▸ Aufgabe A: Schreiben Sie den Abschnitt des Seitenauszugs ab, der mit „Rede von Dr.“ beginnt und sich bis „Herr Abgeordnete Senfft.“ erstreckt. Setzen Sie dabei „Parlamentarier“ an die Stelle von „Abgeordnete“.
▸ Aufgabe B: Welcher Haushalt wird im Seitenauszug als der drittgrößte bezeichnet?
▸ Aufgabe C: Führen Sie die Rede von Hans-Werner Senfft aus dem Seitenauszug im Anschluss an ihren letzten Satz weiter.

▸ Seitenauszug:
▬▬▬▬▬▬▬▬▬▬
Rede von Dr. Annemarie Renger
  • Parteizugehörigkeit zum Zeitpunkt der Rede: (SPD)
  • Letzte offizielle eingetragene Parteizugehörigkeit: (SPD)
Das Wort hat der Herr Abgeordnete Senfft.

  • insert_commentNächste Rede als Kontext
    Rede von Hans-Werner Senfft


    • Parteizugehörigkeit zum Zeitpunkt der Rede: (BÜNDNIS 90/DIE GRÜNEN)
    • Letzte offizielle eingetragene Parteizugehörigkeit: (GRÜNE)

    Frau Präsidentin! Sehr geehrte Damen und Herren! Liebe Zuhörerinnen und Zuhörer! Zuerst einmal möchte ich nachdrücklich bekräftigen, was der Herr Abgeordnete Purps hier ausgeführt hat. Es ist schon ein Unding, daß der drittgrößte Haushalt, der Verkehrshaushalt, zu so später Stunde hier behandelt wird. Das hat sicherlich auch berechtigte Gründe. Dieser Haushalt ist in der Öffentlichkeit nicht vorzeigbar, ohne daß die Menschen, die es betrifft, davon nicht auch berührt wären.
▬▬▬▬▬▬▬▬▬▬
▸ Bereitgestellte Einträge:

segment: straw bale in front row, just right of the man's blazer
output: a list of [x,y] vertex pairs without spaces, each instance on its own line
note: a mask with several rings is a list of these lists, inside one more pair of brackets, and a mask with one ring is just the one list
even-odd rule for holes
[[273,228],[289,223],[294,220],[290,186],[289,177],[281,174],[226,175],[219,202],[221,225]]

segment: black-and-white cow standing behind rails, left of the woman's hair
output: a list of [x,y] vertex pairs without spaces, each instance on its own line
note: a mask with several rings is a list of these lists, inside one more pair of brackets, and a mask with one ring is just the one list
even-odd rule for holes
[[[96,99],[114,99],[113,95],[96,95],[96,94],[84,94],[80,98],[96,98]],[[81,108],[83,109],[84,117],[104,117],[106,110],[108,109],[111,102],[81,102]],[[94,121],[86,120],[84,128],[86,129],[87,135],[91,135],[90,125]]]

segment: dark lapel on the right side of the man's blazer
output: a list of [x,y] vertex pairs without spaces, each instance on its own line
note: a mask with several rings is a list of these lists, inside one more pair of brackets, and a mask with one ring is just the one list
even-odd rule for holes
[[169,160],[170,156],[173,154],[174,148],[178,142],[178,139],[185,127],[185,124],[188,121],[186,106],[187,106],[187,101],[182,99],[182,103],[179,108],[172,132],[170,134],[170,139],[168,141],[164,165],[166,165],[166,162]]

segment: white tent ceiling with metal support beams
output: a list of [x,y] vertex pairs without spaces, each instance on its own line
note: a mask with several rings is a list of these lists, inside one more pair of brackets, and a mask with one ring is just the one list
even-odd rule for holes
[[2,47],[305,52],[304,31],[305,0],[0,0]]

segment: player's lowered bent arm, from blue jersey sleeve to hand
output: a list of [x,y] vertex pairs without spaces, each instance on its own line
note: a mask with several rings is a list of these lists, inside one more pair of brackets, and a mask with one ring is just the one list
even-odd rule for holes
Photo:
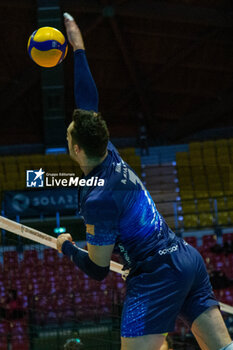
[[119,210],[111,192],[104,191],[99,198],[86,201],[86,237],[88,253],[72,244],[70,235],[57,239],[57,249],[87,275],[101,281],[110,267],[110,260],[117,237]]

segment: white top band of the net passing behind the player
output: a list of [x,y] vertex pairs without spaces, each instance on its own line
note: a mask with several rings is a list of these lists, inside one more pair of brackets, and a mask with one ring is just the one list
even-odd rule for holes
[[[52,237],[34,228],[22,225],[13,220],[7,219],[3,216],[0,216],[0,228],[57,250],[57,239],[55,237]],[[87,253],[87,250],[81,248],[79,249]],[[125,279],[129,273],[128,270],[123,270],[123,265],[112,260],[110,262],[110,270],[121,274],[123,279]],[[233,306],[221,302],[219,304],[221,311],[233,314]]]

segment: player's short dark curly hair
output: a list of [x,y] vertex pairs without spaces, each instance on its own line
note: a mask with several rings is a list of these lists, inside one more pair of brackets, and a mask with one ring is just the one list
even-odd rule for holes
[[101,114],[75,109],[73,121],[70,132],[73,144],[83,149],[89,158],[103,157],[107,149],[109,131]]

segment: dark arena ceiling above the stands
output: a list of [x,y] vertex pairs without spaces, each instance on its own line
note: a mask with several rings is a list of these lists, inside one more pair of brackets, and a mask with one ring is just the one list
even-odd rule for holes
[[[233,126],[231,0],[61,0],[84,34],[100,110],[113,137],[181,142]],[[41,71],[26,53],[37,3],[2,0],[0,144],[43,141]],[[63,63],[67,122],[74,108],[72,50]]]

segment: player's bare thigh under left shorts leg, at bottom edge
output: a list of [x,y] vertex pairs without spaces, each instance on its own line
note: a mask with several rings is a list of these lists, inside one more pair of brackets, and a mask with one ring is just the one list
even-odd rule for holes
[[163,334],[148,334],[134,338],[121,338],[121,350],[159,350],[164,342]]

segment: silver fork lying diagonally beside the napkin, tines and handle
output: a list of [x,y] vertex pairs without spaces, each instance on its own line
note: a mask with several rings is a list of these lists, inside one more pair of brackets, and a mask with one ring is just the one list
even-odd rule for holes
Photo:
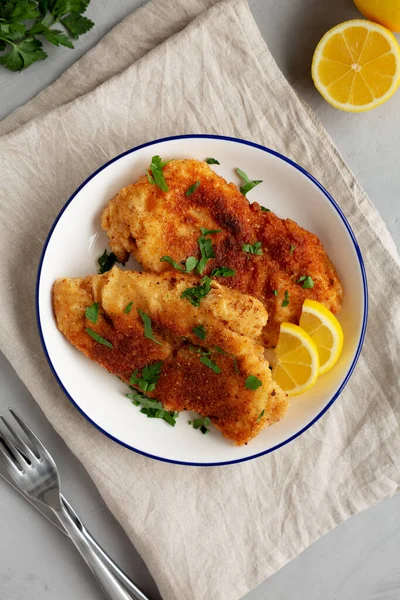
[[[58,470],[53,457],[28,425],[11,408],[10,413],[29,442],[26,443],[1,416],[12,437],[0,433],[0,442],[2,442],[0,458],[14,484],[28,497],[53,510],[110,600],[132,600],[132,598],[148,600],[139,589],[137,589],[138,593],[131,596],[92,548],[62,501]],[[81,522],[79,521],[79,523]]]

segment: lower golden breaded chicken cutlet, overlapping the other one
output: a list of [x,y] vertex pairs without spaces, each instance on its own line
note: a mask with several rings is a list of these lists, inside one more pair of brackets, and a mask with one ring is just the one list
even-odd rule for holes
[[[126,382],[134,371],[162,361],[155,389],[146,395],[165,410],[207,416],[226,438],[245,444],[279,421],[288,406],[256,341],[267,313],[255,298],[216,281],[195,307],[181,295],[197,283],[179,273],[118,268],[59,279],[53,286],[57,326],[71,344]],[[93,303],[99,303],[96,323],[86,316]],[[145,336],[143,315],[153,339]],[[246,386],[251,375],[262,383],[257,389]]]

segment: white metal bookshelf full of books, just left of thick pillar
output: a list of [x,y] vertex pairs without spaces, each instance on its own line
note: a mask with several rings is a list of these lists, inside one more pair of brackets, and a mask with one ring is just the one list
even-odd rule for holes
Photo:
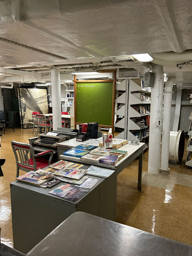
[[142,79],[130,79],[128,108],[128,140],[138,136],[140,141],[146,142],[149,137],[151,91],[143,88]]

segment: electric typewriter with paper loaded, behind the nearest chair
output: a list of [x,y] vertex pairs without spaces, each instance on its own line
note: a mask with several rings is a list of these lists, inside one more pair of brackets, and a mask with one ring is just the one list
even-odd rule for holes
[[[52,134],[54,134],[52,132]],[[57,143],[70,140],[69,136],[55,133],[55,135],[48,135],[47,133],[40,134],[34,144],[47,148],[57,148]]]

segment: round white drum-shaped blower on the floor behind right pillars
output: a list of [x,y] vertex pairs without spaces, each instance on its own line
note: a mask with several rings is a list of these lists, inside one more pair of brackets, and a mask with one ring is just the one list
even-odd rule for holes
[[169,144],[169,160],[180,164],[183,159],[185,148],[185,133],[179,130],[178,132],[170,132]]

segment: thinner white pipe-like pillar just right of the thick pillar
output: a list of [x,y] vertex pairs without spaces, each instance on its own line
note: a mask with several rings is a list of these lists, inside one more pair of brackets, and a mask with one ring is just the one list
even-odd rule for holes
[[163,133],[161,147],[161,167],[164,172],[169,171],[169,140],[171,125],[171,105],[172,105],[172,88],[175,77],[169,77],[164,89],[164,107],[163,107]]

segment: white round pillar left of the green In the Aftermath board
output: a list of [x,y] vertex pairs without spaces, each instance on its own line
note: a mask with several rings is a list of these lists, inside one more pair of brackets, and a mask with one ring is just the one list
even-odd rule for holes
[[53,110],[53,129],[62,127],[61,124],[61,85],[60,68],[51,69],[51,90],[52,90],[52,110]]

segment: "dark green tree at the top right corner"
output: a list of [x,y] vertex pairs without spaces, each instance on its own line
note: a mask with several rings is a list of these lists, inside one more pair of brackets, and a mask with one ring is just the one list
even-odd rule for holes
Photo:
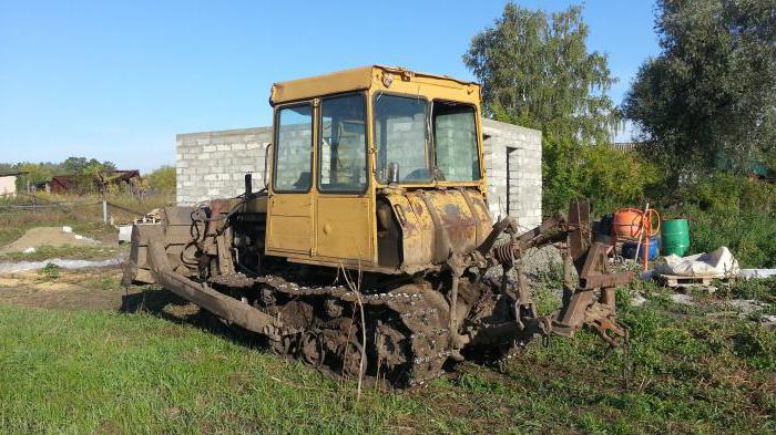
▬▬▬▬▬▬▬▬▬▬
▸ Antwortfeld A:
Rede von Dr. Annemarie Renger
  • Parteizugehörigkeit zum Zeitpunkt der Rede: (SPD)
  • Letzte offizielle eingetragene Parteizugehörigkeit: (SPD)
Das Wort hat der Herr Parlamentarier Senfft.

▸ Antwortfeld B: Der Verkehrshaushalt.

▸ Antwortfeld C:
    (Beifall bei den GRÜNEN — Zurufe von der CDU/CSU)

    Es gibt trotzdem Gruppen, die mit dem Haushalt des Verkehrsministers eigentlich sehr zufrieden sein müßten. Da ist zuerst einmal die Straßenbaulobby. Die kann mit dem Verkehrsminister sehr zufrieden sein. Von 1982 bis 1987 ist der Mittelansatz für den Straßenbau um 550 Millionen DM, also über eine halbe Milliarde DM, angehoben worden. Es wird auch weiterhin jede Menge neuer Autobahnen geben: 2 400 Kilometer Autobahnen, 6 000 Kilometer Bundesstraßen, die demnächst über unsere schöne Landschaft hinweggegossen werden.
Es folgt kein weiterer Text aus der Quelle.